### Exercises to complete
1) List every URL count and every duration that the participants mention in the body of the Nutch crawling thread.
2) In the Nutch crawling thread, why does the number of URLs crawled and indexed per day fall as crawling continues? Answer in one to three sentences.
3) Continue the Nutch crawling thread from its final line.

### Selected excerpt
##############################

Hi
On Thu, 10 May 2012 01:47:34 -0700 (PDT), James Ford
<[email protected]> wrote:
Thanks for your reply.
The problem I have with using the suggested settings you have
described
above is that the Generator step of normalizing is taking too long
after
some iterations(Thats why I want the crawldb to be at a reasonable
level).
Then disable normalizing and filtering in that step. There's usually no
good reason to do it unless you have some very specific set-up and
exotic requirements.
It seems that I can crawl and index about one million URLs in a 24h
period
from the first init. But this number is decreasing with a large
amount if I
continue to crawl. This is due to the fact that the normalize step
can take
up to one hour after some iterations, when the crawldb is getting
bigger.
You run Nutch local?
I don't see why the generator step is taking so long? It can't take
that
much time selecting X urls from a database of about 10 million URLs?

##############################

### Entries
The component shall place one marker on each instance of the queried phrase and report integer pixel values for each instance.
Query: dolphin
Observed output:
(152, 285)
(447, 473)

##############################

### Responses by task
1)
- About one million URLs
- A 24h period
- Up to one hour
- About 10 million URLs

2) The normalize step grows slower as the crawldb gets bigger. After some iterations it can take up to one hour, which lowers the daily total from the roughly one million URLs reached after the first init.

3)
Certainly! The GeneratorMapper is quite CPU intensive, it's calculate a
lot of things for most records and then the reducer limits records by
host or domain taking a lot of additional CPU time and RAM.
You must disable filtering and normalizing but this will only help for
a short while. If the CrawlDB grows again you must you a cluster to do
the work.
Thanks,
James Ford
--
View this message in context:
http://lucene.472066.n3.nabble.com/Make-Nutch-to-crawl-internal-urls-only-tp3974397p3976511.html
Sent from the Nutch - User mailing list archive at Nabble.com.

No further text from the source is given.